─── Cuplikan Teks ───

Diskriminasi disabilitas memperlakukan individu non-disabilitas sebagai standar kehidupan normal, menghasilkan tempat dan layanan publik dan pribadi,
pengaturan pendidikan, dan layanan sosial yang dibangun untuk melayani
orang-orang normal, dengan demikian mengecualikan mereka yang memiliki
disabilitas tertentu. Penelitian telah menunjukkan bahwa penyandang disabilitas
tidak hanya membutuhkan pekerjaan agar mereka dapat mencari nafkah tetapi
mereka juga membutuhkan pekerjaan untuk mempertahankan kesehatan mental dan
kesejahteraan mereka. Pekerjaan memenuhi sejumlah kebutuhan dasar individu
seperti tujuan kolektif, kontak sosial, status, dan aktivitas. Penyandang
disabilitas sering ditemukan terisolasi secara sosial dan pekerjaan adalah
salah satu cara untuk mengurangi keterasingannya.
Orientasi seksual
Aksi demonstrasi kelompok sayap kanan di Rzeszów,
Polandia yang bersikap diskriminatif terhadap kelompok minoritas LGBT.
Seperti kebanyakan kelompok minoritas, kelompok
homoseksual dan biseksual rentan terhadap prasangka dan diskriminasi dari
kelompok mayoritas. Mereka dapat menjadi target kebencian karena seksualitas
mereka; istilah untuk kebencian yang didasarkan orientasi seksual seseorang
disebut homofobia. Banyak orang yang terus memiliki prasangka negatif terhadap
mereka yang memiliki orientasi non-heteroseksual dan akan mendiskriminasi orang
yang memiliki orientasi homoseksual atau biseksual atau yang dianggap memilikinya.
Orang-orang dengan orientasi seksual yang tidak umum lainnya juga mengalami
diskriminasi. Satu studi menunjukkan sampel heteroseksual lebih berprasangka
buruk terhadap orang aseksual dibandingkan terhadap orang homoseksual atau
biseksual.
Diskriminasi dalam pekerjaan yang didasarkan pada
orientasi seksual berbeda-beda di banyak negara. Mengungkap orientasi seksual
lesbian (dengan cara menyebutkan pertunangan dalam organisasi pelangi atau
dengan menyebutkan nama pasangan seseorang) menurunkan kesempatan kerja di
Siprus dan Yunani, tetapi secara keseluruhan tidak memiliki efek negatif di Swedia
dan Belgia. Di Belgia, bahkan terdapat efek positif dari pengungkapan orientasi
seksual lesbian bagi wanita di masa reproduktif mereka.
Diskriminasi terbalik
Mahasiswa memprotes kuota rasial di Brasil : Quer uma vaga ? Passe no vestibular ! (Apakah Anda ingin tempat di universitas ? Ikuti ujian masuk !
Diskriminasi terbalik adalah bentuk diskriminasi terhadap
anggota kelompok dominan atau mayoritas, yang ditujukan untuk menguntungkan
anggota minoritas atau kelompok yang secara historis kurang beruntung.

───

Ketentuan Tugas:
(a) Apakah setiap pernyataan berikut sesuai dengan teks tentang diskriminasi? Jawab ya atau tidak, lalu kutip kata-kata penentunya dari teks apa adanya.
(i) Menurut penelitian, penyandang disabilitas membutuhkan pekerjaan hanya untuk mencari nafkah.
(ii) Di Siprus dan Yunani, mengungkap orientasi seksual lesbian menurunkan kesempatan kerja.
(iii) Satu studi mendapati sampel heteroseksual lebih berprasangka buruk terhadap orang homoseksual daripada terhadap orang aseksual.
(b) Jawab pertanyaan berikut berdasarkan teks tentang diskriminasi.
(i) Kebutuhan dasar individu apa saja yang dipenuhi oleh pekerjaan?
(ii) Apa istilah untuk kebencian yang didasarkan pada orientasi seksual seseorang?
(iii) Di negara mana pengungkapan orientasi seksual lesbian bahkan memberi efek positif, dan bagi siapa?
(c) Tuliskan lanjutan teks tentang diskriminasi, dimulai setelah kalimat terakhirnya.
Data di bawah ini tidak berhubungan dengan teks tentang diskriminasi.

─── Cuplikan Data ───

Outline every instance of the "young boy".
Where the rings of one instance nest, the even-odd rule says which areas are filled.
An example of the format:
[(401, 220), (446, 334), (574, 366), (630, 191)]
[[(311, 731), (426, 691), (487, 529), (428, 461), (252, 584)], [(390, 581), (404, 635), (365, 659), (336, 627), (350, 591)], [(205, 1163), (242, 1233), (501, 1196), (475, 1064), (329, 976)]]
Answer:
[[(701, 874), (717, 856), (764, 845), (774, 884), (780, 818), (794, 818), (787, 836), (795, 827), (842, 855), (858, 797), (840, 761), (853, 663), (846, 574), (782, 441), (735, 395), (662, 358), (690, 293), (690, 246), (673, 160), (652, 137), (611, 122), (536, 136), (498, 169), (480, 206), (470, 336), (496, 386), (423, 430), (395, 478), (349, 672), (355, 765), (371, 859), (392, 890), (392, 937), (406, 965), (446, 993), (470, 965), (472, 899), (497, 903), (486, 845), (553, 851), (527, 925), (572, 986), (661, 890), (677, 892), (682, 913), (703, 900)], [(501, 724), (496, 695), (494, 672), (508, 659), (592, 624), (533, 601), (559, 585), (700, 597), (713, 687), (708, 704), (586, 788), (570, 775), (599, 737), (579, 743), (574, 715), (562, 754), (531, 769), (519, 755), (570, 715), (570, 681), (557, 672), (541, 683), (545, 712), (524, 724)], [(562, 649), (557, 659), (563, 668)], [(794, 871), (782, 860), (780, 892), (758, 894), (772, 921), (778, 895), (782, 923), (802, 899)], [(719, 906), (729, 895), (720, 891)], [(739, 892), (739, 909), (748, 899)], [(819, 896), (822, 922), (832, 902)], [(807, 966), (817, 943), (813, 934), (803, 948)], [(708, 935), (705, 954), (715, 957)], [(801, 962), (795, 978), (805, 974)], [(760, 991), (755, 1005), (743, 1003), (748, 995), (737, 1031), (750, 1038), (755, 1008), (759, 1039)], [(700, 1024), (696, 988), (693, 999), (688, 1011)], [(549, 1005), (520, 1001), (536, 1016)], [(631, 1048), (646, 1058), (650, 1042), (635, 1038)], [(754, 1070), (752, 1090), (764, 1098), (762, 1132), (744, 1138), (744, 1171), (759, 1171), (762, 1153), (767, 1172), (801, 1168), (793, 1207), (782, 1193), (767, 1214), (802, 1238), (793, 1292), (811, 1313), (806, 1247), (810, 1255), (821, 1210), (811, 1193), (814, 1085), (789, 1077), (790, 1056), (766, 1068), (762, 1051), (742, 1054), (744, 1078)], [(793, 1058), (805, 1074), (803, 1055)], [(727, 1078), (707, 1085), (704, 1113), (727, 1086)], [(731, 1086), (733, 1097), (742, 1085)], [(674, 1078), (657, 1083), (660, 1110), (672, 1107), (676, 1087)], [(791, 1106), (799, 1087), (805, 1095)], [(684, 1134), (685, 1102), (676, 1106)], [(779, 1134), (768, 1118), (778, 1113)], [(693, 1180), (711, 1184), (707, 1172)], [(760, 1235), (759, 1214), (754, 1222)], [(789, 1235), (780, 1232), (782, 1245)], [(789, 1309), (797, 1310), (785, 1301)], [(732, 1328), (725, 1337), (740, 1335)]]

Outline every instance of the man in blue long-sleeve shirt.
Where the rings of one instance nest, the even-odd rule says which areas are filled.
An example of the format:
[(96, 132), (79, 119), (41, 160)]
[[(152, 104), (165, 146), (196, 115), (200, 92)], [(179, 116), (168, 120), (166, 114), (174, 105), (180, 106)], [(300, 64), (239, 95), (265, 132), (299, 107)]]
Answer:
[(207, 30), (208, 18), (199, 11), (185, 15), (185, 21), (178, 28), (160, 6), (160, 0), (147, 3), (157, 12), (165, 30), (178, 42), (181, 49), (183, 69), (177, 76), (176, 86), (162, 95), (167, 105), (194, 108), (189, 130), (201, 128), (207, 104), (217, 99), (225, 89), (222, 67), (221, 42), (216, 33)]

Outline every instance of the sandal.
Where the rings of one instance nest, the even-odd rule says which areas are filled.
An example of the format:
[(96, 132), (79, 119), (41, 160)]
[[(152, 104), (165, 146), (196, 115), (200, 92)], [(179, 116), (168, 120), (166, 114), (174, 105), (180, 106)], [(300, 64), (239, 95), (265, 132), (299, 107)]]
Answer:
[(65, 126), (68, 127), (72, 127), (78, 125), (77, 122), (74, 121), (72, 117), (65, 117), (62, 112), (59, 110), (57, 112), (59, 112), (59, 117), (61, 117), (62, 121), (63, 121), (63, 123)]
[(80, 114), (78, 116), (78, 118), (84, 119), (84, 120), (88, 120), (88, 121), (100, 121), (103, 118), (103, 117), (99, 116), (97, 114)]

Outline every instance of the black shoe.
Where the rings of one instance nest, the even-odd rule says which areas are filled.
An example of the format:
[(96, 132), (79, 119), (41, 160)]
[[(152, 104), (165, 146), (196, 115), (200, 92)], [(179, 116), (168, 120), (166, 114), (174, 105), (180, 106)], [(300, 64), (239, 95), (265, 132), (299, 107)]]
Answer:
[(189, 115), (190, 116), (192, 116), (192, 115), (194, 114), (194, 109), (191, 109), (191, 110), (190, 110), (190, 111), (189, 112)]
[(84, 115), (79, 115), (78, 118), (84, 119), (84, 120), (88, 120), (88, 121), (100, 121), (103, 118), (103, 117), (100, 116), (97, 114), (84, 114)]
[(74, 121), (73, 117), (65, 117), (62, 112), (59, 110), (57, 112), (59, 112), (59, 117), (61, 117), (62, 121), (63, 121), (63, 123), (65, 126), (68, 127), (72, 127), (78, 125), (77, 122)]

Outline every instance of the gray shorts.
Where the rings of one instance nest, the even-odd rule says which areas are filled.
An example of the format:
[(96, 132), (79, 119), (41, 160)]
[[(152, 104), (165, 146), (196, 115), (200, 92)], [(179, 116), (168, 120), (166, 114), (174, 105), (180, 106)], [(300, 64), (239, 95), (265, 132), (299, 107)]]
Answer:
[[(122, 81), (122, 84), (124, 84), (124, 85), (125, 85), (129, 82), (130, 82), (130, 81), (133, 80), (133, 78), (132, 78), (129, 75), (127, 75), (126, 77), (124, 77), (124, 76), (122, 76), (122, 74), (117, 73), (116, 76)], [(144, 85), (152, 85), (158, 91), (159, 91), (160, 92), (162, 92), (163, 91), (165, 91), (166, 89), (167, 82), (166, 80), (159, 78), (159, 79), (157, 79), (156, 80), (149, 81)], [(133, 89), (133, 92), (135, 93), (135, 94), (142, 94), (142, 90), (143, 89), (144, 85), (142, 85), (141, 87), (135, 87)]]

───

Jawaban Akhir:
(a)
(i) Tidak: "tidak hanya membutuhkan pekerjaan agar mereka dapat mencari nafkah tetapi mereka juga membutuhkan pekerjaan untuk mempertahankan kesehatan mental dan kesejahteraan mereka"
(ii) Ya: "menurunkan kesempatan kerja di Siprus dan Yunani"
(iii) Tidak: "lebih berprasangka buruk terhadap orang aseksual dibandingkan terhadap orang homoseksual atau biseksual"

(b)
(i) Tujuan kolektif, kontak sosial, status, dan aktivitas.
(ii) Homofobia.
(iii) Di Belgia, bagi wanita di masa reproduktif mereka.

(c)
Bentuk diskriminasi ini dilakukan untuk memperbaiki
ketidaksetaraan sosial di mana kelompok minoritas memiliki lebih sedikit akses
ke hak-hak istimewa yang dinikmati oleh kelompok mayoritas. Diskriminasi
terbalik dapat didefinisikan sebagai perlakuan yang tidak setara terhadap
anggota kelompok mayoritas yang dihasilkan dari kebijakan preferensial, seperti
dalam penerimaan perguruan tinggi atau pekerjaan, yang dimaksudkan untuk
memperbaiki diskriminasi terhadap minoritas yang sebelumnya terjadi.
Konseptualisasi tindakan afirmatif sebagai diskriminasi
terbalik menjadi populer di awal hingga pertengahan 1970-an, dengan tindakan
itu dimaksudkan untuk memperbaiki dampak diskriminasi masa lalu baik di
pemerintahan maupun di dunia bisnis.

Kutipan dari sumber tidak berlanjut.